■ **WRITTEN INSTRUCTION**
List every line in the data below that contains the word "patchwork", matching case exactly.

■ **SUPPLIED INFORMATION**

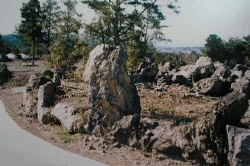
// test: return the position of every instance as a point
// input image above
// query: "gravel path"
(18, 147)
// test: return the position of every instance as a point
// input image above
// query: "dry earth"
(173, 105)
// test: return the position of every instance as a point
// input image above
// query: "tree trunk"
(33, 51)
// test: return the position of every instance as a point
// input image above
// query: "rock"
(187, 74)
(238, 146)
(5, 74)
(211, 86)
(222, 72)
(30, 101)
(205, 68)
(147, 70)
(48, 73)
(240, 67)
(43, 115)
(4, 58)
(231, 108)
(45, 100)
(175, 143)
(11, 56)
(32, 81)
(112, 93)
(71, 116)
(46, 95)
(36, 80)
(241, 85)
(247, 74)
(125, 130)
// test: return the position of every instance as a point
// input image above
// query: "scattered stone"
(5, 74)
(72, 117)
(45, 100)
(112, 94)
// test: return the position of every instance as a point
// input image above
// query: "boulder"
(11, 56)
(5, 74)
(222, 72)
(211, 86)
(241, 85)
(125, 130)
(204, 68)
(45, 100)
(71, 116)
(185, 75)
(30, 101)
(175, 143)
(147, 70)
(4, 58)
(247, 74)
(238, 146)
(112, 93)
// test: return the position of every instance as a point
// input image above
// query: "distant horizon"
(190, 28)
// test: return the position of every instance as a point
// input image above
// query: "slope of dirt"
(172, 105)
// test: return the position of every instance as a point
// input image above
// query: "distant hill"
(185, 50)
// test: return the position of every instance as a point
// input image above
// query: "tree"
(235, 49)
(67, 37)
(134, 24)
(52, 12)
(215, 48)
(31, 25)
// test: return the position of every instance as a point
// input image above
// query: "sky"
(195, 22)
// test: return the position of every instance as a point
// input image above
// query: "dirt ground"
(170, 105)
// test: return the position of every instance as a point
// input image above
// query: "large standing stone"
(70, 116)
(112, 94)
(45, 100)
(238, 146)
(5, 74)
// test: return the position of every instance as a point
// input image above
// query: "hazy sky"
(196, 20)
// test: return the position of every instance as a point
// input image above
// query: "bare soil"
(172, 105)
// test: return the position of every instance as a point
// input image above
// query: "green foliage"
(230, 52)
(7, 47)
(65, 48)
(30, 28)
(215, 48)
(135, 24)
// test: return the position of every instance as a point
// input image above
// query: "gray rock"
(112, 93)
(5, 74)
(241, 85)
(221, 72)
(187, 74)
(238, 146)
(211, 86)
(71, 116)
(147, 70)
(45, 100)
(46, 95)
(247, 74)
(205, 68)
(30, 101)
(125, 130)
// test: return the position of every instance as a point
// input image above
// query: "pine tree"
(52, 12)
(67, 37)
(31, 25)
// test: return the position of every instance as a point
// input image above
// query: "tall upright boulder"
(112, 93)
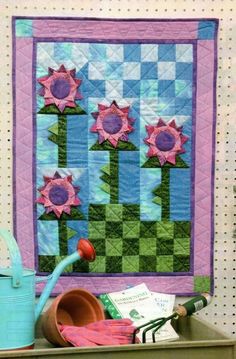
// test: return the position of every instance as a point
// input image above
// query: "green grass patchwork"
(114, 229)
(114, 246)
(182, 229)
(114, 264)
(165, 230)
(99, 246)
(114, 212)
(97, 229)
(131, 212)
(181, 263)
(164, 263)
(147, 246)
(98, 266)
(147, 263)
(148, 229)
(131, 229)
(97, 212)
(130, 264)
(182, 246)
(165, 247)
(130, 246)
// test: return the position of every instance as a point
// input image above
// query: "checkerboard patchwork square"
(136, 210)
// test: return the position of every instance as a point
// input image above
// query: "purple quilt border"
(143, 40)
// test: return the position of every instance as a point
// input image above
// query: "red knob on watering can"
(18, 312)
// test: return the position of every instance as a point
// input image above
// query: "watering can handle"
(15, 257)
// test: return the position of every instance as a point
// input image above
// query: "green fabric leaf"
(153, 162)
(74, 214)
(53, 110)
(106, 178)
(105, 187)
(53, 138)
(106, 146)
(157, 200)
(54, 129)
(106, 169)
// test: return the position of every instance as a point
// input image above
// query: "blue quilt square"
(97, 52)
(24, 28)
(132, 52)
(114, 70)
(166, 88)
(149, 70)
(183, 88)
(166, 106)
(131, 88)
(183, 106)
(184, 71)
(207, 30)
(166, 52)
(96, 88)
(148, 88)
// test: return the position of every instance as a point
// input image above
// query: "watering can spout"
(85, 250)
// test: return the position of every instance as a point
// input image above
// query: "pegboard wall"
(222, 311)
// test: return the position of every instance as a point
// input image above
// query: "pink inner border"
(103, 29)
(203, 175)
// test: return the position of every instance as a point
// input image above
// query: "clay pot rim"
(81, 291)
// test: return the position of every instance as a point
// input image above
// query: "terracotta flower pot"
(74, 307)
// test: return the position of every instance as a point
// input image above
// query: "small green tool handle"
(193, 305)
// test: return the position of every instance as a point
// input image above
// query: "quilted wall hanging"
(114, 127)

==

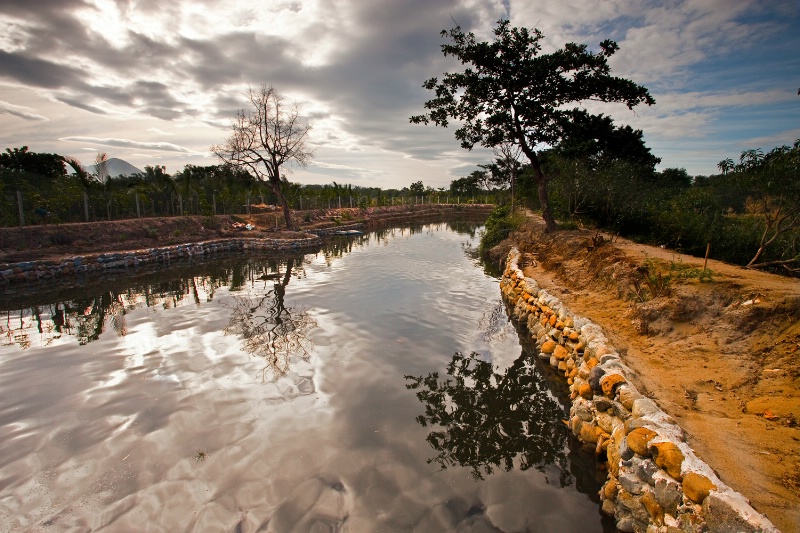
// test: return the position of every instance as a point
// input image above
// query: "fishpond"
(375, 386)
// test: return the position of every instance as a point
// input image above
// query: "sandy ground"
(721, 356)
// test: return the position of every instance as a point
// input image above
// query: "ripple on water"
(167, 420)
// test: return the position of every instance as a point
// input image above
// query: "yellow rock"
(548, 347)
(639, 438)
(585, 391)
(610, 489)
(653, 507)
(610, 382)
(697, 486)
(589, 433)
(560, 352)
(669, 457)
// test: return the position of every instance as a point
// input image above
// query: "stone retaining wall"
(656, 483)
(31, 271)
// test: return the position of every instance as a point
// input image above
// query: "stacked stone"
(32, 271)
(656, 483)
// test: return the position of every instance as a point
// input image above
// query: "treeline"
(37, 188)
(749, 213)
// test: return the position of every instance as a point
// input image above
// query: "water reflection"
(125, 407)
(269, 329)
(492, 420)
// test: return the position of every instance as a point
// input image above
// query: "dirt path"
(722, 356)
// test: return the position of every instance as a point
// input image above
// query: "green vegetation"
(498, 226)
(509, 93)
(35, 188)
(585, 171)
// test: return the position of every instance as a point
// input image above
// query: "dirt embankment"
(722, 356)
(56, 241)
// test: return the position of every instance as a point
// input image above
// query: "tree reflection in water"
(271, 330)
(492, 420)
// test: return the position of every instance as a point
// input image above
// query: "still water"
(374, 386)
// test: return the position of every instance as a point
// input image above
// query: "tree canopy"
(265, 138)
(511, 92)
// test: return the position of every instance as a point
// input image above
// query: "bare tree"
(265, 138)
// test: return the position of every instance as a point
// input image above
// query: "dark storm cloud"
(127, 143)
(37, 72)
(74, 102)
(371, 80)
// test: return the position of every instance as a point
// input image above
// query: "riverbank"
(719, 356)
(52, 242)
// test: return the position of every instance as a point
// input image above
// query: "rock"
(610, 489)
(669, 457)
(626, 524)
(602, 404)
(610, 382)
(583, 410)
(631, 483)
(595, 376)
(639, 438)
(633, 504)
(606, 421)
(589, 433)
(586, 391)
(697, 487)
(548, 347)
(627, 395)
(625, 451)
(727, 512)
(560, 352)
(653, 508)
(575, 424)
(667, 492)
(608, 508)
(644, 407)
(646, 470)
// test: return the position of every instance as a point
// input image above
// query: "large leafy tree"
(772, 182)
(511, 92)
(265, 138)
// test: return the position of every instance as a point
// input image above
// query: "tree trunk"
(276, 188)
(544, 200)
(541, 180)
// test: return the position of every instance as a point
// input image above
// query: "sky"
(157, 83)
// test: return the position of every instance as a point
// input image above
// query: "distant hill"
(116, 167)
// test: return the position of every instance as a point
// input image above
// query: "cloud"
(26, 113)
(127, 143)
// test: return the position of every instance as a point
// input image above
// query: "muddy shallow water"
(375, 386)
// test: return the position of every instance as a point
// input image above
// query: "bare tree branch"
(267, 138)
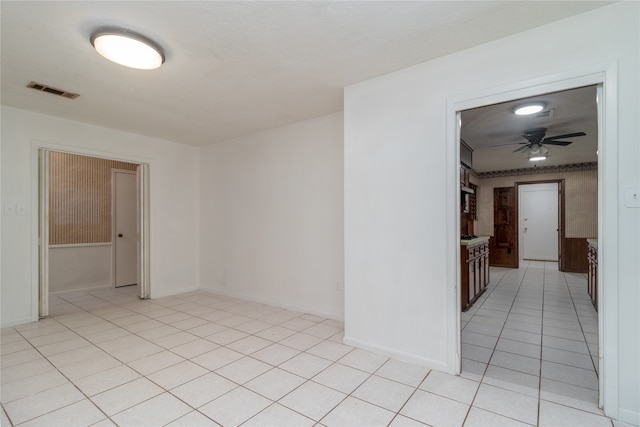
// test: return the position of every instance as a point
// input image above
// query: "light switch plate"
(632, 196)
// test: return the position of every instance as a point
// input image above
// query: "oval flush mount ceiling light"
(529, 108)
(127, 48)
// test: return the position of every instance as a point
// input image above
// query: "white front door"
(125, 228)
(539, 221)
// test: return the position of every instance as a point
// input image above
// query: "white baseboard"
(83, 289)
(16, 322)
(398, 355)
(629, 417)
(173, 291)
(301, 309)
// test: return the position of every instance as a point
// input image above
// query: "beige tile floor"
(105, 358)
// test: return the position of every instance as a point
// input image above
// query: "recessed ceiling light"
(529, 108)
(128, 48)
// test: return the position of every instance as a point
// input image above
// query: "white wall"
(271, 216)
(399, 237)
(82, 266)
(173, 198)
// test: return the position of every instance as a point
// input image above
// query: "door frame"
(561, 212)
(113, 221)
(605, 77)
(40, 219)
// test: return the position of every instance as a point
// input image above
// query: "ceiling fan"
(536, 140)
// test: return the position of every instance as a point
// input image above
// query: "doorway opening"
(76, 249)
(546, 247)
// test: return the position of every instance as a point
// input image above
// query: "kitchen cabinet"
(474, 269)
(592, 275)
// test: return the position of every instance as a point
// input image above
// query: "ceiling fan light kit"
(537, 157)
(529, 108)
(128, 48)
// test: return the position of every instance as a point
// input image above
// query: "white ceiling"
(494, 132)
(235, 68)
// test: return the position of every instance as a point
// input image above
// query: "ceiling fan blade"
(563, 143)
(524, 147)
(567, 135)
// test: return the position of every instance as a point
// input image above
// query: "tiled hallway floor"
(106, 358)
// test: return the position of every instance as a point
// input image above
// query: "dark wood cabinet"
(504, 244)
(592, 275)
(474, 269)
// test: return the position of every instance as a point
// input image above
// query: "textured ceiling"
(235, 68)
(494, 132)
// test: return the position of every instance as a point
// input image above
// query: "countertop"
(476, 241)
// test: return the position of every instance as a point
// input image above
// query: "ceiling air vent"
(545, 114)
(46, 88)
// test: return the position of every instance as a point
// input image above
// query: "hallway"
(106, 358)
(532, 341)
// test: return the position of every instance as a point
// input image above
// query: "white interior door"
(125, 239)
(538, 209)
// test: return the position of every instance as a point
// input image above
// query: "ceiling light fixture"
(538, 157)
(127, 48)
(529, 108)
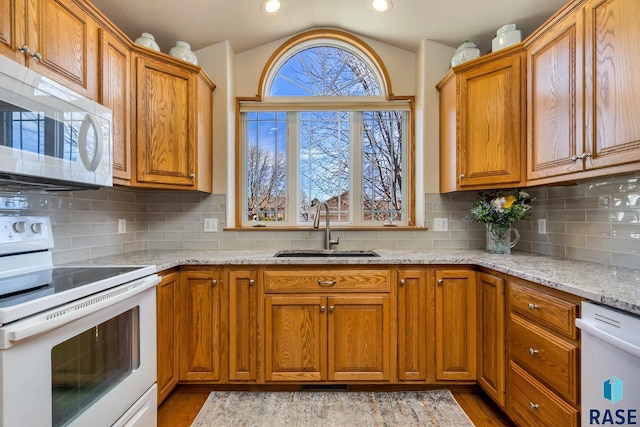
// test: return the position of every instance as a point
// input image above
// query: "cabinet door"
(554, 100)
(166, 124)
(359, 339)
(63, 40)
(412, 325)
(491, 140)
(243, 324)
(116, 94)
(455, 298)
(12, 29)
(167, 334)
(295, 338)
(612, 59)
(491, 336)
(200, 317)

■ **RIGHT ANSWER**
// query: "green grass patchwork"
// query: "checkerboard patchwork square"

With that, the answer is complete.